*** Texte à lire
Samedi dernier, le 2 septembre, pendant que le festival Sanaa bat son plein pour sa dernière soirée prés de la barge, à quelques kilomètres de là des émeutes ont lieu du côté de Doujani. De nouveau des bandes s’affrontent et des jeunes de Mtsapéré marchent vers le rond-point. Certainement pas avec des attitudes pacifiques puisque les forces de l’ordre les repoussent à l’aide de grenades lacrymogènes et qu’un engin de chantier de Caribus est incendié. Si le rond-point est finalement tenu, plus loin, à Passamainty, des barrages sont érigés sur la route. Des véhicules arrivent au niveau du Douka be, dont M.G. à moto. Présents non loin de là, des policiers entendent une rafale de tirs, « une dizaine de détonations », indique leur rapport. « Quasiment au même moment, indique la procureur, deux jeunes leur sont amenés, présentant des blessures, l’un à la fesse, l’autre à deux doigts de la main gauche. « On nous a tiré dessus ! », lâchent-ils.
******
*** Données fournies
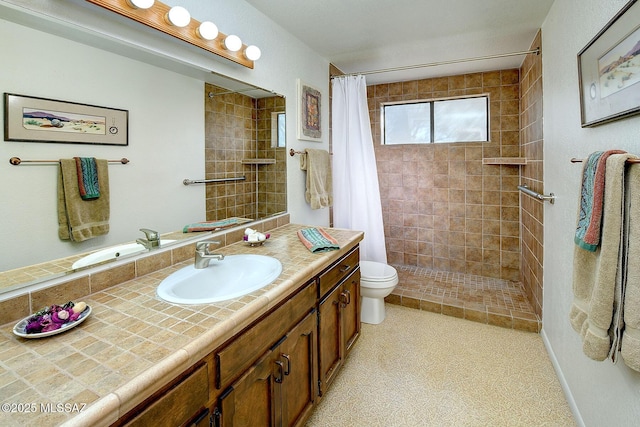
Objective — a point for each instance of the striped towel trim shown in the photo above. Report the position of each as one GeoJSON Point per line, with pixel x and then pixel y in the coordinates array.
{"type": "Point", "coordinates": [589, 225]}
{"type": "Point", "coordinates": [87, 177]}
{"type": "Point", "coordinates": [317, 240]}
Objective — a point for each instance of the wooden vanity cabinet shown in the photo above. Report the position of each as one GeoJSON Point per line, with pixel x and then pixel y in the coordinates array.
{"type": "Point", "coordinates": [280, 388]}
{"type": "Point", "coordinates": [271, 367]}
{"type": "Point", "coordinates": [183, 402]}
{"type": "Point", "coordinates": [272, 372]}
{"type": "Point", "coordinates": [339, 316]}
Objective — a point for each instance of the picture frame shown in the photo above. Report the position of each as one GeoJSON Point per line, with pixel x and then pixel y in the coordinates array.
{"type": "Point", "coordinates": [33, 119]}
{"type": "Point", "coordinates": [309, 113]}
{"type": "Point", "coordinates": [609, 70]}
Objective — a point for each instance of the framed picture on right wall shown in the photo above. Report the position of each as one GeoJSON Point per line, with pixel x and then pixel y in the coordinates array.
{"type": "Point", "coordinates": [609, 70]}
{"type": "Point", "coordinates": [309, 113]}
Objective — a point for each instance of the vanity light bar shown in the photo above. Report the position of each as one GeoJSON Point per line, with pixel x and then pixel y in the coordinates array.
{"type": "Point", "coordinates": [155, 17]}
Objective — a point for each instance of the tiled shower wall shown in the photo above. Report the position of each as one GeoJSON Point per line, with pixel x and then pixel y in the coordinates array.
{"type": "Point", "coordinates": [237, 128]}
{"type": "Point", "coordinates": [442, 207]}
{"type": "Point", "coordinates": [272, 178]}
{"type": "Point", "coordinates": [531, 139]}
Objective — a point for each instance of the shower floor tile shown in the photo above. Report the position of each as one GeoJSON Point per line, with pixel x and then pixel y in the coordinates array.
{"type": "Point", "coordinates": [476, 298]}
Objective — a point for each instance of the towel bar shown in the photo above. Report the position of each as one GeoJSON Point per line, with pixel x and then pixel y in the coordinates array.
{"type": "Point", "coordinates": [207, 181]}
{"type": "Point", "coordinates": [17, 160]}
{"type": "Point", "coordinates": [526, 190]}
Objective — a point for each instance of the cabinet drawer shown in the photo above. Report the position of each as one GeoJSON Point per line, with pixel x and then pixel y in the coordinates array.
{"type": "Point", "coordinates": [339, 271]}
{"type": "Point", "coordinates": [238, 355]}
{"type": "Point", "coordinates": [178, 404]}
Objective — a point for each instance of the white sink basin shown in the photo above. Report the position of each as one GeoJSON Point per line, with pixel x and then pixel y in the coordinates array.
{"type": "Point", "coordinates": [113, 252]}
{"type": "Point", "coordinates": [233, 277]}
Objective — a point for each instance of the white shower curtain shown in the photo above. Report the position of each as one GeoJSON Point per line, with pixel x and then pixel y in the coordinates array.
{"type": "Point", "coordinates": [356, 194]}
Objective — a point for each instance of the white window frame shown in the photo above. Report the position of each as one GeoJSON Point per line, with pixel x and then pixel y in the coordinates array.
{"type": "Point", "coordinates": [432, 102]}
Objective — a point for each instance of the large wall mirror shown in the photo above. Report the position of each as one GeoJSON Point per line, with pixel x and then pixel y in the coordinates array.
{"type": "Point", "coordinates": [170, 141]}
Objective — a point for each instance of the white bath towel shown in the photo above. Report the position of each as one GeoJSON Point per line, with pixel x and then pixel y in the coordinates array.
{"type": "Point", "coordinates": [630, 349]}
{"type": "Point", "coordinates": [597, 276]}
{"type": "Point", "coordinates": [319, 191]}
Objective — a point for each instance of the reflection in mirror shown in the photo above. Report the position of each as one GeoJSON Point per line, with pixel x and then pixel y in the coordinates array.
******
Consignes:
**a)** Répondez à ces questions sur le texte consacré aux émeutes de Doujani :
(i) Quel jour de la semaine et à quelle date les émeutes ont-elles eu lieu ?
(ii) Qu'est-ce qui a été incendié pendant les affrontements ?
(iii) À quels endroits du corps les deux jeunes amenés aux policiers étaient-ils blessés ?
**b)** Poursuivez le texte consacré aux émeutes de Doujani à la suite de sa dernière phrase.
Ce matériel provient d'une autre source.

Corrigé:
**a)**
(i) Les émeutes ont eu lieu le samedi 2 septembre.
(ii) Un engin de chantier de Caribus a été incendié.
(iii) L'un était blessé à la fesse, l'autre à deux doigts de la main gauche.

**b)**
Le RAID qui était déployé à proximité indique aussitôt ne pas en être les auteurs. Une procédure en flagrance est ouverte. Les policiers se rendent au CHM où sont soignées les deux victimes. Elles décrivent un homme blanc, plutôt corpulent, comme étant l’auteur des coups de feu. Une balle est retirée de la fesse de l’un des deux, A.I. Une réquisition est adressée au club de tireurs de Petite Terre, mais M.G. va se présenter au commissariat le mardi suivant. « Car j’ai lu dans la presse qu’il y avait deux blessés », indique-t-il à la barre.
Il revient sur la soirée. Parti manger un morceau à Tsoundzou et boire une bière, en rentrant en moto, il reçoit une pierre sur le casque. « Je vois alors plusieurs personnes face à moi, j’ai eu peur pour ma vie, j’ai tiré en l’air, ce qui n’a pas eu d’effet, j’ai alors tiré à terre », tout ça depuis sa moto de 200kg. Il a une autorisation de détention, pas de port d’arme. « Vous êtes allé la chercher dans sa mallette ? », s’enquiert la présidente de l’audience Virginie Benech. « Non, je l’avais glissé à l’arrière de mon jean. Comme à Mayotte le climat est anxiogène, j’ai toujours une arme de défense sur moi, mais elle était enrayée, j’ai donc pris mon pistolet. » Un profil du justicier se dessine.
« Individu dangereux, armé et violent »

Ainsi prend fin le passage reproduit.